**Document text**
-----

Trash Talk are inciting a riot wherever they go.

Sacramento’s hardcore four are inciting a riot wherever they go.

“This is one of the only things in the world that I know I’m good at,” laughs Trash Talk drummer Sam Bosson in between mouthfuls of eggs Benedict. “Like, I can’t do math. I’m not a very good writer. This is the only thing that really makes me happy.”

You might expect the four Californians to be a little downbeat. We’re sitting having breakfast in a gaudy American-style diner in London and tonight is their last show of the year. The hardcore four-piece have been running circles around the globe with their new self-released record Eyes & Nines – produced by Joby J. Ford of The Bronx – and have spent little more than a week in their native “best coast” since we last hung out in August.

“We get tired but it’s fun,” says bassist and songwriter Spencer Pollard. “We get to travel the world as four best friends who have kind of become more than best friends…” Sam chips in: “It’s what I’ve always wanted to do – be in a punk band and tour the world. It’s like the coolest thing ever.”

-----

**Data provided**
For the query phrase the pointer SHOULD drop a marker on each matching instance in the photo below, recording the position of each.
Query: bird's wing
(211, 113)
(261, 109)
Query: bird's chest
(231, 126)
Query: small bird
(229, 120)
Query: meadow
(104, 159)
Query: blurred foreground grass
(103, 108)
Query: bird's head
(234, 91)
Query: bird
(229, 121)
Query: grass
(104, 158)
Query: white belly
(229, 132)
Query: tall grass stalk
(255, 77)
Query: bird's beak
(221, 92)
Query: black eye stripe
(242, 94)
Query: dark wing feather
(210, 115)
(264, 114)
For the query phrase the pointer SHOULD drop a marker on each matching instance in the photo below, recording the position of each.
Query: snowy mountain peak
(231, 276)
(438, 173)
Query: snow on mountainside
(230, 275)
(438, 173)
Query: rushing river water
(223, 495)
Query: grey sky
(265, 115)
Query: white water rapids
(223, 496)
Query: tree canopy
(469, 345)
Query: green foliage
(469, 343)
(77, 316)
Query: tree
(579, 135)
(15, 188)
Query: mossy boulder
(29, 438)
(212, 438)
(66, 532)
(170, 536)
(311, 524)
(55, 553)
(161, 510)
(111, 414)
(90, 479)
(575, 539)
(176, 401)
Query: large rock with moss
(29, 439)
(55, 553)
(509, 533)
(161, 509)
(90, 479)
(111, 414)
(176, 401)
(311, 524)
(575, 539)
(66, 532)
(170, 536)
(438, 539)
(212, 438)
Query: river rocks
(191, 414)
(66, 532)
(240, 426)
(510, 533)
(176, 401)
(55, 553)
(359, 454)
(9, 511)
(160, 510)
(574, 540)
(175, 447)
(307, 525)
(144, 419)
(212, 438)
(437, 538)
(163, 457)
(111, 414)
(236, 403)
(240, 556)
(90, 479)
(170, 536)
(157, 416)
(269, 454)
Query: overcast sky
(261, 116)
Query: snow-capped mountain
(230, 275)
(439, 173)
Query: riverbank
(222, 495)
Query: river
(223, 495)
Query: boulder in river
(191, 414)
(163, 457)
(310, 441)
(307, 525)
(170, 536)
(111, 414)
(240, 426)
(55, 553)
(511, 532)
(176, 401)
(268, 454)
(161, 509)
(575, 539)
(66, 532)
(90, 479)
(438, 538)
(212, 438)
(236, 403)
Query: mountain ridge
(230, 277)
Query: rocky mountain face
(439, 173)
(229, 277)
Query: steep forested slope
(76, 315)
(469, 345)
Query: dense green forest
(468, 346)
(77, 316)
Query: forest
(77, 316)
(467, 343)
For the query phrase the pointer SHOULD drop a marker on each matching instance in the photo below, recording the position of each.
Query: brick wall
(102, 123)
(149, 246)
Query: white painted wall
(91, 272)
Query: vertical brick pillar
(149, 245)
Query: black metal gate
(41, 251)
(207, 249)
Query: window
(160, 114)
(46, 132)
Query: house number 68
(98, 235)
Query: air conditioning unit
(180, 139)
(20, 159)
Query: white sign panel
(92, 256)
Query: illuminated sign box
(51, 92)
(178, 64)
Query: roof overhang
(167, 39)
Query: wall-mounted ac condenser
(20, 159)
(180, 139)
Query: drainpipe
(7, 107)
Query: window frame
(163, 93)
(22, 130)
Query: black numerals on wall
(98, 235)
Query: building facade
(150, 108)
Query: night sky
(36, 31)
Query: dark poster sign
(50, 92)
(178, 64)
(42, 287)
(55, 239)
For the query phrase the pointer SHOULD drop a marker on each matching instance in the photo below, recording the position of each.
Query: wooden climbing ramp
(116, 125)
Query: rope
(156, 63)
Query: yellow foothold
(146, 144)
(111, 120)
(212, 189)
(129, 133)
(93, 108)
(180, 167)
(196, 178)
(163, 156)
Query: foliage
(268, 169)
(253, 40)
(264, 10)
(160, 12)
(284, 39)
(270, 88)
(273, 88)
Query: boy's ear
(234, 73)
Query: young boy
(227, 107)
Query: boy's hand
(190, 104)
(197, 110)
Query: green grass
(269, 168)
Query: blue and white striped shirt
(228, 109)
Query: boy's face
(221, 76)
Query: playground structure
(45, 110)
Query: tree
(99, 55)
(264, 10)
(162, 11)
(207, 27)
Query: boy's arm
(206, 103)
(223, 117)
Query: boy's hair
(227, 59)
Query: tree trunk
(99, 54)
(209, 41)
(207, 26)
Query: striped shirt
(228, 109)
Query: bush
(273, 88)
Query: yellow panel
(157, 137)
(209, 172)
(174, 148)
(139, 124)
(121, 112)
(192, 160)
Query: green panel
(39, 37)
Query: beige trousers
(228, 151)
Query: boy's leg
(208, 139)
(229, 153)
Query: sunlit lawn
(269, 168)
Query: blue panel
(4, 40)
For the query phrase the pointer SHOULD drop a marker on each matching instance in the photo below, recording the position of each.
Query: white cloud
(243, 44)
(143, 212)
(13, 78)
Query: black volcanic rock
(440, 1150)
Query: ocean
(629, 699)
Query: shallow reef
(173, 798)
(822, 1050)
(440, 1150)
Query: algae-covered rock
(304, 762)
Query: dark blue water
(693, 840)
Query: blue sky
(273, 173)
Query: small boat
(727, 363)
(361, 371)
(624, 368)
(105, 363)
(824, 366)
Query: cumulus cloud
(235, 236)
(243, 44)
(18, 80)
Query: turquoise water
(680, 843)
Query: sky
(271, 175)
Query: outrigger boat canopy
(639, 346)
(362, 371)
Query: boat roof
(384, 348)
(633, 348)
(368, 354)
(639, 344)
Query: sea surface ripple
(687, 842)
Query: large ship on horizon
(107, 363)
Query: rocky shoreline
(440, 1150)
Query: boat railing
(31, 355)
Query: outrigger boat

-----

**Questions**
1. From the article about Trash Talk, reproduce word for word the passage that begins with the words containing "Trash Talk are" and ends with "out in August.".
2. Answer these questions using the article about Trash Talk:
(a) What is drummer Sam Bosson eating during the interview?
(b) Who produced the record Eyes & Nines?
(c) What two roles does Spencer Pollard have in the band?
3. Write the next part of the article about Trash Talk, picking up after its final sentence.

**Answers for this exercise**
1.
Trash Talk are inciting a riot wherever they go.

Sacramento’s hardcore four are inciting a riot wherever they go.

“This is one of the only things in the world that I know I’m good at,” laughs Trash Talk drummer Sam Bosson in between mouthfuls of eggs Benedict. “Like, I can’t do math. I’m not a very good writer. This is the only thing that really makes me happy.”

You might expect the four Californians to be a little downbeat. We’re sitting having breakfast in a gaudy American-style diner in London and tonight is their last show of the year. The hardcore four-piece have been running circles around the globe with their new self-released record Eyes & Nines – produced by Joby J. Ford of The Bronx – and have spent little more than a week in their native “best coast” since we last hung out in August.

2.
(a) Eggs Benedict.
(b) Joby J. Ford of The Bronx.
(c) Bassist and songwriter.

3.
And tour the world they do. From California to Boston, Germany to Japan, Australia to London and everywhere in between, Trash Talk have slept on floors, pissed-off stage managers and inspired kids from every corner to lose their fucking minds. “I think it’s a release,” reflects Spencer who says his lyrics are inspired by sci-fi imagery and the end of the world, which is “cool to think about”. Sam explains: “When we get on stage it’s like everything is pushed aside… The mood changes one hundred per cent… For me, it’s kind of primal.”

At the show later, singer Lee Spielman frontflips off speakers, hangs like a bat from ceiling beams and mounts the bar while his fans fly like rockets into, onto and off of everything. “It’s like, ‘Let’s go as hard as we can,’” says Spencer. “Whatever comes out, is what comes out.” Their frenetic energy is infectious and they inspire the crowd to tap into their own latent frustrations with Lee growling, “The thing about fear is, most of us don’t feel it enough.”

They may insist “we’re not doing anything extraordinary,” but they’re definitely not your average hardcore band. As individuals they are distinctive – Spencer met Lee “jumping off beds and shit in a hotel room” and says if you met guitarist Garrett Stevenson on his own “he probably wouldn’t say anything” – and as a collective they’ve garnered an eclectic fan-base, with aficionados transgressing scenes, ages, ethnicities and gender.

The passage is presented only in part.